__Written problem__.
Set down verbatim the lines of the entries below, from the line containing "Q: Pick out each instance of the brown" through the final line of the entries, including both of those lines.

==== Records shown

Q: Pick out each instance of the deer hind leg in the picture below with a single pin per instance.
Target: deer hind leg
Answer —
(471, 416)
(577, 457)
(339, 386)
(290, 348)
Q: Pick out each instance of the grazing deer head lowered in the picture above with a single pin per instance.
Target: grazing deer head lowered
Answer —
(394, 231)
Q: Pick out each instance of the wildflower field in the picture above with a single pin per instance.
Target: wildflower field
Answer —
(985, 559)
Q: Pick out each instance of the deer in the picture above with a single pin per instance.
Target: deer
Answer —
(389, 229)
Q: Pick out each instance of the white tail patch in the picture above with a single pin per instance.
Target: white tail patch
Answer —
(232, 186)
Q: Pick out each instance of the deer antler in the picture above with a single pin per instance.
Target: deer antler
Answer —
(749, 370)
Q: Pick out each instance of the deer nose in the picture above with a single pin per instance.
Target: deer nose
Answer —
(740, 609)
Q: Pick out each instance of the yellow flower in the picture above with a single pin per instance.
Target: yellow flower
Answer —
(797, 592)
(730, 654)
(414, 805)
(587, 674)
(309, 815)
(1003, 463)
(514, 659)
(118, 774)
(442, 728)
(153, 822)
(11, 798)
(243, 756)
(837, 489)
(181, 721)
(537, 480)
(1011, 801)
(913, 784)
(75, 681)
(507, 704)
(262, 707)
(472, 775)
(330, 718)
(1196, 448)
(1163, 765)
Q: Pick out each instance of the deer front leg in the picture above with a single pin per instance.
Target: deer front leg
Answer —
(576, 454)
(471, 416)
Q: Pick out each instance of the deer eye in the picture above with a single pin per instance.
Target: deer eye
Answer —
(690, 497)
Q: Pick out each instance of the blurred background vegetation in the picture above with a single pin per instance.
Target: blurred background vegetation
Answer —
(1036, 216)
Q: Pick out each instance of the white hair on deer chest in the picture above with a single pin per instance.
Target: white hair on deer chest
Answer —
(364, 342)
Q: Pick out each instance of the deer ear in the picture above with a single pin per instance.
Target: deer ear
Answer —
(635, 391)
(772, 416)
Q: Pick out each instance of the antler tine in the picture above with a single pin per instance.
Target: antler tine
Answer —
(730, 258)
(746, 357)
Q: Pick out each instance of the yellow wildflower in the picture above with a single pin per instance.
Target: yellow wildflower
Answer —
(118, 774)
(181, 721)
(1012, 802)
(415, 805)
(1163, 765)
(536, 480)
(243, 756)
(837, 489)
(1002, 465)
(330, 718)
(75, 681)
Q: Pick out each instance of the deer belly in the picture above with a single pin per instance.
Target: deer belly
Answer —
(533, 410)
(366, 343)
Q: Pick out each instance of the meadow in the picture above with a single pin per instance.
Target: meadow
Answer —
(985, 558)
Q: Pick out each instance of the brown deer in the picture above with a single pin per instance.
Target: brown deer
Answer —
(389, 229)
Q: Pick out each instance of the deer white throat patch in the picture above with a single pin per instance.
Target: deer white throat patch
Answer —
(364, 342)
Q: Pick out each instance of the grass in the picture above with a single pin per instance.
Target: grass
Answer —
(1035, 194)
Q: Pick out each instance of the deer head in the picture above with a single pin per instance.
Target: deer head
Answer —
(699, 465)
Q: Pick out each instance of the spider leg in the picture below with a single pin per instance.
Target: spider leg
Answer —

========

__Answer to the problem__.
Q: Pick out each instance of the brown deer in the picture above with a single pin per instance.
Target: brown deer
Answer —
(389, 229)
Q: Pick out each instance of the deer white throat patch in the picture above with a single pin per instance.
Target: deer white throat patch
Answer —
(364, 342)
Q: Pick out each instance of the grass in the picture above with a single pin per instance.
Target: grass
Answer —
(1035, 194)
Q: Pick out each instance of the deer head in the picture above with a single pin per instance.
Target: deer head
Answer —
(699, 465)
Q: Pick out each instance of the spider leg in the picture below with a single pin per instance.
Target: spider leg
Answer —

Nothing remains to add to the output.